- Texto seleccionado -
>>>
De esta forma, podía efectuar cambios dentro de sí, tomar el control de su vida, hacerse responsable en el sentido iniciático de la palabra, y prepararse en forma efectiva y con plena conciencia para entrar en la Comunidad de la Luz.
Así entraba al mundo sagrado del sendero real.
Después de su iniciación, que lo convertía por completo en un Hermano (o Hermana) de la Comunidad, el recién llegado recibía, junto con sus blancas ropas de lino, una misión que debía desempeñar durante su vida.
La misión tenía un propósito, una orientación que nunca debería abandonarle y que era una forma de unirlo a Dios y hacerlo útil para la tierra y para la humanidad. Nunca debería separarse del hilo conductor de esa misión.
Esto era lo que le daba un significado positivo a su pasaje en la tierra y lo convertía en un verdadero ser humano. Para la Escuela, ser hombre era llevar dentro de sí una hermosa luz –para ofrecerla a la tierra, a sus habitantes, y a sí mismo.
<<<
- Datos -
>>>
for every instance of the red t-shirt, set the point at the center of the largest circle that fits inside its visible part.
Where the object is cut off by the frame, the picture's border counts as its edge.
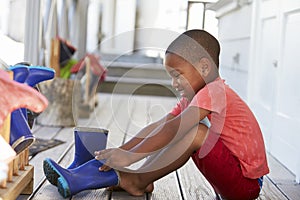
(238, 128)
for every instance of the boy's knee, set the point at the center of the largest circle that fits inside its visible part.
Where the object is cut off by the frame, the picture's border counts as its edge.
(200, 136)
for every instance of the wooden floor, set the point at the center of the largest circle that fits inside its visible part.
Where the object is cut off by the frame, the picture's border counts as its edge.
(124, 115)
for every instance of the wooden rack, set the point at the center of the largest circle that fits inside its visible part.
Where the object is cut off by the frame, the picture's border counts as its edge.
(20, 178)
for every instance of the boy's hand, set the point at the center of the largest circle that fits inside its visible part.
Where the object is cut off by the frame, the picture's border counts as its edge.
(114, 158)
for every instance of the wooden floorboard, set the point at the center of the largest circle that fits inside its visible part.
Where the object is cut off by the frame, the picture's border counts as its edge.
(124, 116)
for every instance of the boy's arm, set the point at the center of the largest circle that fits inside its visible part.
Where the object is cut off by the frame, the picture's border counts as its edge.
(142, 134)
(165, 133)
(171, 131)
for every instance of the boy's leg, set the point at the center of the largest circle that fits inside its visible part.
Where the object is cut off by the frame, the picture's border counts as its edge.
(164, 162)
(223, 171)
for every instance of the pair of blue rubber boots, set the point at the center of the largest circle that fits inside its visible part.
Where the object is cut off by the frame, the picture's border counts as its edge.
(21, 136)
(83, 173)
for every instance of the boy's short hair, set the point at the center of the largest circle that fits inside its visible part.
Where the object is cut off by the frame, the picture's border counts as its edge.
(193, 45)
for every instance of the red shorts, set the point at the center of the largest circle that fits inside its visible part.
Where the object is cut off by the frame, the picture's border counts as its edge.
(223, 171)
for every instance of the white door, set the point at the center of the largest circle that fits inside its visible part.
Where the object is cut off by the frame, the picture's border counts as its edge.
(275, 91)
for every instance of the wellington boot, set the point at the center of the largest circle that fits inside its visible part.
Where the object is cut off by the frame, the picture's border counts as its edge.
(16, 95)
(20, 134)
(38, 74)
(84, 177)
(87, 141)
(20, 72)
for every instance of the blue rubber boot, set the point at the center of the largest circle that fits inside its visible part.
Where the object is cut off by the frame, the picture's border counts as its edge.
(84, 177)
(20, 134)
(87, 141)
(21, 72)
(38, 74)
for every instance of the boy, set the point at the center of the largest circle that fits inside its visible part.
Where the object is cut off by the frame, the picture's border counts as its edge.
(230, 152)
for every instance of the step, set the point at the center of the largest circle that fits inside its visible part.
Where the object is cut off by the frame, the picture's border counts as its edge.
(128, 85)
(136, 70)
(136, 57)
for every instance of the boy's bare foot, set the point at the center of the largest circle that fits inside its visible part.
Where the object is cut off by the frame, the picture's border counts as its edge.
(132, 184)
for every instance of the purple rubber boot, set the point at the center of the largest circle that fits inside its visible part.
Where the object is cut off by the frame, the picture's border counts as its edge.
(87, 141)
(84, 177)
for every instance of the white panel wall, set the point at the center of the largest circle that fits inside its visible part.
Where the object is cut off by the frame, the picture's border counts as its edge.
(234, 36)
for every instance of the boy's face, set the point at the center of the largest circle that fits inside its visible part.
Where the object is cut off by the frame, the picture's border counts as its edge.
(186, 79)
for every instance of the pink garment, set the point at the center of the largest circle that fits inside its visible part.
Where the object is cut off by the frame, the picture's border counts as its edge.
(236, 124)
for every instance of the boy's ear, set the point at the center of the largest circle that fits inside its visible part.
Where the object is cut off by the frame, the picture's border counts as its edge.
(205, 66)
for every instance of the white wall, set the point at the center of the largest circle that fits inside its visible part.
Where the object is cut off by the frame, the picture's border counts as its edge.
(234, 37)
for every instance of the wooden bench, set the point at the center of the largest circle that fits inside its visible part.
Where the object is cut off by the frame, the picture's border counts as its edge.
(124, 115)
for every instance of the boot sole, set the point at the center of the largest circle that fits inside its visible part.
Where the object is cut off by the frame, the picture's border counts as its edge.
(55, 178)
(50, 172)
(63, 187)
<<<
- Actividades -
1. Responde a estas preguntas sobre el texto seleccionado:
(a) ¿En qué comunidad se preparaba para entrar la persona?
(b) ¿Qué recibía el recién llegado junto con sus blancas ropas de lino?
(c) ¿Qué significaba ser hombre para la Escuela?
2. Reproduce el fragmento del texto seleccionado que va de "Después de su" a "de esa misión.", ambos incluidos.

- Soluciones -
1.
(a) En la Comunidad de la Luz.
(b) Una misión que debía desempeñar durante su vida.
(c) Llevar dentro de sí una hermosa luz para ofrecerla a la tierra, a sus habitantes y a sí mismo.

2.
Después de su iniciación, que lo convertía por completo en un Hermano (o Hermana) de la Comunidad, el recién llegado recibía, junto con sus blancas ropas de lino, una misión que debía desempeñar durante su vida.
La misión tenía un propósito, una orientación que nunca debería abandonarle y que era una forma de unirlo a Dios y hacerlo útil para la tierra y para la humanidad. Nunca debería separarse del hilo conductor de esa misión.